◆ **Exercise prompt**
How many lines below hold the string "every"? Report that number alone.

◆ **Information provided**
———
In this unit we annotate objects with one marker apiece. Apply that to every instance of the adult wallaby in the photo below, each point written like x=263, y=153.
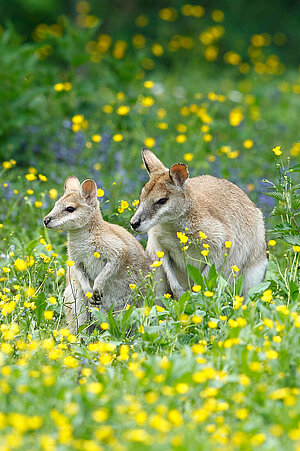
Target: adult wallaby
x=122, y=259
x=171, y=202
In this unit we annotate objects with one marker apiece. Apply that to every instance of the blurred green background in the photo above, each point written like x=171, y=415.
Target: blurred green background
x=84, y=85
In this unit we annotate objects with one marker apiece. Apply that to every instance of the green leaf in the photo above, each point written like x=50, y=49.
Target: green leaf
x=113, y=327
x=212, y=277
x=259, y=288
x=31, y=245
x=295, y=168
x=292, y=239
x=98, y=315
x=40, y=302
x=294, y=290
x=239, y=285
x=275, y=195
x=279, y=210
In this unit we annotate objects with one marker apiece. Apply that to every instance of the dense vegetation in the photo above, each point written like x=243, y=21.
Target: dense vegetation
———
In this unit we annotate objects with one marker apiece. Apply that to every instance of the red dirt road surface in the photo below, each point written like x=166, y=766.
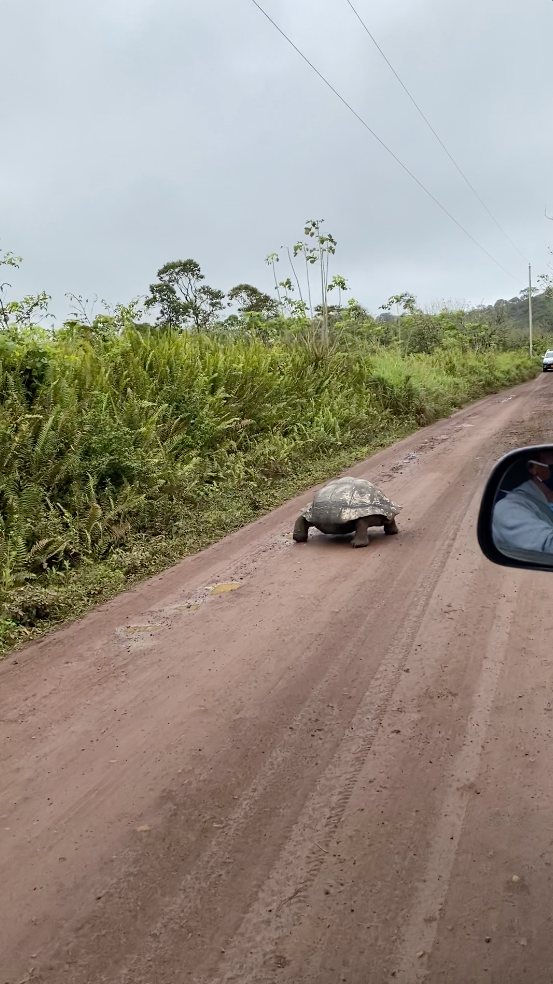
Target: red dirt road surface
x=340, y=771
———
◆ **Output for this exercise**
5